- [Material provided]:
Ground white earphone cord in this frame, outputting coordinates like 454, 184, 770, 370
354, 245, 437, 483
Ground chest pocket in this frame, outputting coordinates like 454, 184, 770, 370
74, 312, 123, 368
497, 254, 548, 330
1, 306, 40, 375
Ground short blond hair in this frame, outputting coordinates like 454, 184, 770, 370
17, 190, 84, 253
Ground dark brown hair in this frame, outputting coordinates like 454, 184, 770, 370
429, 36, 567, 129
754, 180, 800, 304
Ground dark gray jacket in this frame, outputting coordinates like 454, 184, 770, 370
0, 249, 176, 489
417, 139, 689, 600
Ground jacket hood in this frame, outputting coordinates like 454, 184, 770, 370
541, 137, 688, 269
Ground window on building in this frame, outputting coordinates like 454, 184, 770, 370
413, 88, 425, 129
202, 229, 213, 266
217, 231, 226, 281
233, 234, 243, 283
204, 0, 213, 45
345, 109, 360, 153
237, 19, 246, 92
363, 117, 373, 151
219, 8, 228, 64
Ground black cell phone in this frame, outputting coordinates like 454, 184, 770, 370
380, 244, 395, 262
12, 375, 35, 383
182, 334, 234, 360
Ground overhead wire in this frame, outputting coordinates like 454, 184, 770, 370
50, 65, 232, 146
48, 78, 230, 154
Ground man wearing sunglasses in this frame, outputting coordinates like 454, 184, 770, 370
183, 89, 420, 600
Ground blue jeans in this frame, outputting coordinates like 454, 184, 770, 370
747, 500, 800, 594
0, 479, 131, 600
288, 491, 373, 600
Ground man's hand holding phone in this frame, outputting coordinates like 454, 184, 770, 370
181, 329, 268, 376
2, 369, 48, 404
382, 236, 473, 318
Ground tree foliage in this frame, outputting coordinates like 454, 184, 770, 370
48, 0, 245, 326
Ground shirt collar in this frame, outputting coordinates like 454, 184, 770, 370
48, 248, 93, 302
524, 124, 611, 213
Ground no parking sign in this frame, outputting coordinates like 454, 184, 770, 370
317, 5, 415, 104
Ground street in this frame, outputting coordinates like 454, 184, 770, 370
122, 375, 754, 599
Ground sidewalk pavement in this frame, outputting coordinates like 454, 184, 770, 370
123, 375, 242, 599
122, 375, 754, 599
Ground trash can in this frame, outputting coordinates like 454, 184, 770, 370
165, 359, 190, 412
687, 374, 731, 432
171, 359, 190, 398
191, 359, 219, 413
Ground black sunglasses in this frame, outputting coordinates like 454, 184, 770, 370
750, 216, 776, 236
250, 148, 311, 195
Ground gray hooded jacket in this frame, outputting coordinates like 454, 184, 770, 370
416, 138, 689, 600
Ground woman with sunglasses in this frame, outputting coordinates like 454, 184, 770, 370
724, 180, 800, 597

- [Aim of the exercise]:
For this exercise, set down all of the entries again word for word.

- [Response box]:
Ground white earphone cord in this frame, outputting coordinates like 454, 184, 770, 370
354, 245, 437, 483
Ground chest pocket in this frame, outputting coordinates like 454, 184, 770, 370
74, 312, 123, 368
497, 254, 548, 330
1, 306, 40, 375
Ground short blond hair in this frame, outputting coordinates like 454, 184, 770, 370
17, 190, 84, 253
Ground dark brown hair in this frame, outputting coordinates like 454, 184, 770, 370
429, 36, 567, 129
754, 180, 800, 304
Ground dark gray jacket in this frame, outputting coordinates like 454, 184, 770, 370
0, 249, 176, 489
417, 139, 689, 600
Ground jacket hood in this frame, outputting coordinates like 454, 184, 770, 370
541, 137, 688, 269
Ground window on building in this frame, outputting coordinates like 454, 184, 770, 370
413, 88, 425, 129
202, 229, 213, 266
217, 231, 226, 281
233, 234, 243, 283
204, 0, 213, 45
345, 109, 360, 153
237, 19, 246, 92
363, 117, 373, 151
219, 8, 228, 64
Ground black cell phone in this frame, outputting coordinates like 454, 184, 770, 370
380, 244, 395, 262
12, 375, 35, 383
182, 334, 234, 360
Ground overhead wire in this frame, outputting coordinates like 454, 184, 770, 370
50, 65, 232, 146
48, 78, 230, 154
Ground man wearing sunglasses in this frame, outputting coordinates like 454, 184, 770, 370
183, 89, 420, 600
Ground blue jeans in this frame, outputting coordinates like 454, 184, 770, 370
747, 500, 800, 594
0, 479, 131, 600
288, 491, 373, 600
Ground man's hand holding phone in this frame, outputting coordinates like 454, 184, 770, 370
181, 329, 268, 376
2, 369, 48, 404
382, 236, 473, 318
Ground tree foliage in this frame, outputting coordinates like 454, 184, 770, 370
48, 0, 245, 326
Ground shirt collar in this frame, outputting coordinates like 454, 184, 770, 370
48, 248, 93, 302
524, 124, 611, 213
Ground no parking sign in this frame, outputting coordinates like 454, 184, 770, 370
317, 5, 415, 104
Ground street in this frame, outputting coordinates like 454, 184, 770, 370
122, 375, 754, 599
Ground sidewalk pavement in this frame, outputting coordinates like 454, 184, 770, 370
123, 375, 242, 599
122, 375, 754, 599
Ground trash can in this frame, outputting coordinates like 454, 184, 770, 370
165, 359, 190, 412
687, 374, 731, 432
171, 359, 190, 398
191, 359, 219, 413
Ground black sunglasses in this frame, outputting coordinates like 454, 184, 770, 370
750, 216, 776, 236
250, 148, 311, 195
Ground gray hooded jacket in this frame, outputting coordinates like 454, 184, 770, 370
416, 138, 689, 600
Ground woman with sunglasses in this frame, outputting coordinates like 454, 184, 770, 370
724, 180, 800, 597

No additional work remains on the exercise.